==== TEXT BLOCK

Merkley v. Merkley , 12 Cal.2d 543
[Sac. No. 5215. In Bank. January 9, 1939.]
MARY E. MERKLEY, Appellant, v. WALLACE S. MERKLEY et al., Respondents.
J. J. Henderson for Appellant.
Huston, Huston & Huston and J. H. Laugenour for Respondents.
The plaintiff sued for a declaration of the rights and liabilities of the respective parties pursuant to certain contracts, assignments and transfers, and for other relief including a money judgment for services claimed to have been performed. The trial court denied the declaratory and other relief and rendered judgment for the defendants. The plaintiff appealed from the judgment.

========

INSTRUCTIONS TO FOLLOW - Reproduce the passage of the Merkley v. Merkley case summary starting at "The plaintiff sued" and ending at "from the judgment.". Rely only on the case summary, not the data.

==== SUPPLIED INFORMATION

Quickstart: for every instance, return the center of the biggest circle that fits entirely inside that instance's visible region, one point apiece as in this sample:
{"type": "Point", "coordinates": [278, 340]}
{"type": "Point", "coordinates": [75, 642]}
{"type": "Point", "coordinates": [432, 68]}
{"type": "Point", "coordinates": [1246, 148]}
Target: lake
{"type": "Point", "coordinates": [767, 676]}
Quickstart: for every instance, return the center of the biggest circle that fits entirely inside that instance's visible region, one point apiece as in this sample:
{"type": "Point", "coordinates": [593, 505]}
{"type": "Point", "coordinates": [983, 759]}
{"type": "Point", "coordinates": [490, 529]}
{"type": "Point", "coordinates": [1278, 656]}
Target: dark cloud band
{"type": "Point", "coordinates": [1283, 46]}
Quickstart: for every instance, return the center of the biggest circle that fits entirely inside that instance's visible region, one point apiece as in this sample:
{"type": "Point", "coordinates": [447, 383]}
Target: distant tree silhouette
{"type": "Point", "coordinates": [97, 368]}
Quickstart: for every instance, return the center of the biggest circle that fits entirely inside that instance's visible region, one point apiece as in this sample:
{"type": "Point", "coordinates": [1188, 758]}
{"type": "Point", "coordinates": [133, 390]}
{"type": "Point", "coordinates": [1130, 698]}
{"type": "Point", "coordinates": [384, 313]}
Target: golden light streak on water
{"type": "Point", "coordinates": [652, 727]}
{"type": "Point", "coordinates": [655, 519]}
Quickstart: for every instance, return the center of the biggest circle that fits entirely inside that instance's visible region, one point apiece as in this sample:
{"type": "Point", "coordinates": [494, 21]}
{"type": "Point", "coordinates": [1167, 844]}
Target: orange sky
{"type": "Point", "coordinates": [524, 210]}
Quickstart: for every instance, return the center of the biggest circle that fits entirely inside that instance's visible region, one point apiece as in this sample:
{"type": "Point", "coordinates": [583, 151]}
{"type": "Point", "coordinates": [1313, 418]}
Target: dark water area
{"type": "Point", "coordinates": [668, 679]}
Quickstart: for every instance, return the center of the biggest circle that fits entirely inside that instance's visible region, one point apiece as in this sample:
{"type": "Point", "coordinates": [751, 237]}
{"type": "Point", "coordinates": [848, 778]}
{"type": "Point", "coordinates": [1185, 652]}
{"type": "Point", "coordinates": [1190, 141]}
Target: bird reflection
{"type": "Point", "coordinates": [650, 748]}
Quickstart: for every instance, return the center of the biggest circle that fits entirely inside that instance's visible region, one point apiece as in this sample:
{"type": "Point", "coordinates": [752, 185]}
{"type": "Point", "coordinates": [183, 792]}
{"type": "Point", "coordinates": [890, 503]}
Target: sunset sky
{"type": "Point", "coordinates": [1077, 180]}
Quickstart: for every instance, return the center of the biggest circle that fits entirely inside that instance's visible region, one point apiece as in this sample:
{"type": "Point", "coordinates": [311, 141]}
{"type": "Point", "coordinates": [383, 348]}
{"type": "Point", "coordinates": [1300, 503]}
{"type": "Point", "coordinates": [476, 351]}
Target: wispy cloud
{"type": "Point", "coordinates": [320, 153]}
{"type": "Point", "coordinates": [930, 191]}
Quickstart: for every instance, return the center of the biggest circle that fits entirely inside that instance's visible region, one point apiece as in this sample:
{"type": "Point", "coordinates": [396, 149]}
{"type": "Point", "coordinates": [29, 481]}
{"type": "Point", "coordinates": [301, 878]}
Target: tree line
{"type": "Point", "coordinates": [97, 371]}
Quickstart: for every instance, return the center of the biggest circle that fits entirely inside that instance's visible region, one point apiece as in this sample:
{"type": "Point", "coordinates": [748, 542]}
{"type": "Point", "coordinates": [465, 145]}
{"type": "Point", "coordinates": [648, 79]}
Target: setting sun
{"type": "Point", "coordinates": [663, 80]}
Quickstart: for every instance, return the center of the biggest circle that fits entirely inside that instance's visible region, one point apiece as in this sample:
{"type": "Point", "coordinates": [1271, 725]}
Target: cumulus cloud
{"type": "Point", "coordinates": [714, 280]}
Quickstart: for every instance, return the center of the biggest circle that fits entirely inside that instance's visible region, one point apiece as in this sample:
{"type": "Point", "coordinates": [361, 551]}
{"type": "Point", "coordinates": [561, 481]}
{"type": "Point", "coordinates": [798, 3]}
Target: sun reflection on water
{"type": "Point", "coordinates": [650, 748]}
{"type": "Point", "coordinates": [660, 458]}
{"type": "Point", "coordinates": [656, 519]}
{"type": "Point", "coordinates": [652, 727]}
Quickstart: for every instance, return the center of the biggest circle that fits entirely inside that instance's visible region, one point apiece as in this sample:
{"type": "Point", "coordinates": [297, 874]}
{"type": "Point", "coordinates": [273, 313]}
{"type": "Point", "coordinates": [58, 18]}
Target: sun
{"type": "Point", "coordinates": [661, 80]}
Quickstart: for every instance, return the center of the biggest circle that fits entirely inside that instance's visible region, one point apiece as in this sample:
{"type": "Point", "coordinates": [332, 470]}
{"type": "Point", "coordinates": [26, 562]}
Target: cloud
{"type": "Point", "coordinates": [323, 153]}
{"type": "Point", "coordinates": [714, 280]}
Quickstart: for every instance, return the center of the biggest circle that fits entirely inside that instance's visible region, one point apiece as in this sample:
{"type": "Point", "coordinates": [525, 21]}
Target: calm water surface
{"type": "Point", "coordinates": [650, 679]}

========

IN RESPONSE -
The plaintiff sued for a declaration of the rights and liabilities of the respective parties pursuant to certain contracts, assignments and transfers, and for other relief including a money judgment for services claimed to have been performed. The trial court denied the declaratory and other relief and rendered judgment for the defendants. The plaintiff appealed from the judgment.